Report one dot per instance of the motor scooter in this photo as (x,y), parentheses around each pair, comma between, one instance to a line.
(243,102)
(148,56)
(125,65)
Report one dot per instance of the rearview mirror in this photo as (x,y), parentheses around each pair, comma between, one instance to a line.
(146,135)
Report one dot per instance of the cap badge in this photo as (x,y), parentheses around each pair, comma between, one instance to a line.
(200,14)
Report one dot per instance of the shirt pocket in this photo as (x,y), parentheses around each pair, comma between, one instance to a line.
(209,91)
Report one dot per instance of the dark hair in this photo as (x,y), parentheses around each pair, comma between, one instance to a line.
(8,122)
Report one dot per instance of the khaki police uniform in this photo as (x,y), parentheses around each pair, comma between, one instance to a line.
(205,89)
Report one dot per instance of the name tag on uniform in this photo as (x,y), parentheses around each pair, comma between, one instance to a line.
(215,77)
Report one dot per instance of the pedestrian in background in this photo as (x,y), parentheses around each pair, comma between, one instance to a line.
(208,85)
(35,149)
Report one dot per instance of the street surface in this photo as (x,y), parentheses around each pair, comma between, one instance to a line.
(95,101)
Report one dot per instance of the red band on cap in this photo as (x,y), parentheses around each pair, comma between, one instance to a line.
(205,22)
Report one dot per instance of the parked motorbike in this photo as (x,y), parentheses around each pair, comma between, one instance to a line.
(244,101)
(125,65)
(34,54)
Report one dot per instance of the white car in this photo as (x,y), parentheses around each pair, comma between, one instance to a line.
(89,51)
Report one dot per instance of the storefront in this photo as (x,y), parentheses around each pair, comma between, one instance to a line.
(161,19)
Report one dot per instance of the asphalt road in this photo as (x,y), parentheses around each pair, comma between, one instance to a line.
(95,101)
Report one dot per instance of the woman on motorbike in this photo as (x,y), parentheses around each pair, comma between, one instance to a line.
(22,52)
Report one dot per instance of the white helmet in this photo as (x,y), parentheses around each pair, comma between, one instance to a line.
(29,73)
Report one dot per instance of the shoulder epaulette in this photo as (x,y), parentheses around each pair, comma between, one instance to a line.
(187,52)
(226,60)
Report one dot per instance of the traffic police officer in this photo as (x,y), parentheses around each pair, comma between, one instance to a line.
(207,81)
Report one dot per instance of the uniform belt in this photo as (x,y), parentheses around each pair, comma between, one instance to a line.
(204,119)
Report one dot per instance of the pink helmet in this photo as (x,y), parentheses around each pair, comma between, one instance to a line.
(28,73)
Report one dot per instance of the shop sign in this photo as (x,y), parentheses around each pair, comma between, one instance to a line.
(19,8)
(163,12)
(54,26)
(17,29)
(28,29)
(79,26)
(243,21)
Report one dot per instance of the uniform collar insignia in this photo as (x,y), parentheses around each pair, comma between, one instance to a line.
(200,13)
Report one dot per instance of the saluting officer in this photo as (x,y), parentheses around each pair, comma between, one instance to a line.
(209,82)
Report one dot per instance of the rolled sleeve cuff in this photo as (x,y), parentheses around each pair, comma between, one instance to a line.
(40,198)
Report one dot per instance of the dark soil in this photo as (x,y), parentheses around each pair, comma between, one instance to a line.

▶ What the task asks: Repeat every record, exactly as written.

▶ Answer to the problem:
Report one dot per instance of the motor scooter in this photo as (x,y), parentheses around each pair, comma between, one instance to a line.
(243,102)
(148,56)
(125,65)
Report one dot per instance of the rearview mirror in this photo as (x,y), parentheses around each pair, comma between, one instance to a line.
(146,135)
Report one dot per instance of the cap badge in this photo as (x,y), parentheses around each pair, comma between, one instance to a line.
(200,14)
Report one dot per instance of the shirt pocket in this photo as (x,y), parentheses around each pair, comma between, one instance to a line.
(209,91)
Report one dot per instance of the dark hair in this photo as (x,y), parentheses around each pair, comma between, one instance to a line.
(8,122)
Report one dot per instance of the khaki police uniform in this photo as (x,y), parentheses around each pair, comma between, one instance to a line.
(205,89)
Report one dot per instance of the name tag on uniform in this photo as (x,y), parentheses around each pair, comma between, one instance to a line.
(215,77)
Report one dot per instance of the pedestrian in background in this photo as (x,y), parentheses around each pair, comma between, one instance to a line.
(208,85)
(35,149)
Report one dot per instance of the street surface in this photo as (x,y), parentheses around each pair, comma between, one instance to a line.
(95,101)
Report one dot per instance of the red band on cap in this photo as (x,y), parentheses around each pair, comma between, one instance to a line.
(205,22)
Report one dot per instance of the parked motorbike in this photo as (x,y), parentheses around each pair, comma between, one instance to a line.
(244,101)
(125,65)
(34,54)
Report one dot per instance of the white car in this photo as (x,y), parentheses around each pair, comma between, one instance to a line.
(89,51)
Report one dot per instance of the storefront in this photo as (x,y), parentheses around each pair, comma between, one instance to a line.
(161,19)
Report one dot per instance of the asphalt road in this photo as (x,y), parentheses around each pair, comma between, one instance to a line.
(95,101)
Report one dot per instance of the woman on motorbike in this photo as (x,y), parentheses around each pair, comma between, one instance to a line.
(22,52)
Report one dot per instance of the white helmet in this photo as (x,y), parentheses around each pair, comma between, one instance to a line.
(29,73)
Report one dot per instance of the shoulder epaulette in this photo as (x,y), parentheses around each pair, comma between, one instance to a line.
(187,52)
(226,60)
Report one dot per instance of the traffic police officer in this photo as (x,y), parentheses around each pair, comma between, one instance to a line.
(207,81)
Report one dot per instance of the uniform belt in this photo as (x,y), parentheses around each pair, comma between, one instance to a line.
(204,119)
Report one dot per instance of the pink helmet in this photo as (x,y), parentheses around each pair, comma between, one instance to a line.
(28,73)
Report one dot per instance of the shop sign in this photo as (x,y), parentheses around each pair, comma between, one instance to a line.
(19,8)
(163,12)
(54,26)
(17,29)
(28,29)
(79,26)
(243,21)
Report one dot per instance of the uniform collar insignia in this photo as (x,y), parentheses around each pair, comma between, one instance to a line.
(200,13)
Report one dot per instance of the saluting officer in this photo as (x,y), parentheses around each pair, comma between, one instance to a line.
(209,82)
Report one dot per instance of the rolled sleeve cuff in this photo as (x,y), parentheses around each pair, comma between, one instance to a line.
(40,198)
Report one dot per instance of the dark soil in this photo as (x,y), parentheses around each pair, comma between, one instance to a line.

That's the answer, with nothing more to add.